§ **Stated problem**:
Reproduce the listing below verbatim, line for line.

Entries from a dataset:
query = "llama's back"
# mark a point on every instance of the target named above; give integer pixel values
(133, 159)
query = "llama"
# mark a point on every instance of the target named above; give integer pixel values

§ **Answer to this problem**:
query = "llama's back"
# mark a point on every instance of the target named above; give integer pixel values
(133, 159)
query = "llama"
# mark a point on every instance of the target named above; give integer pixel values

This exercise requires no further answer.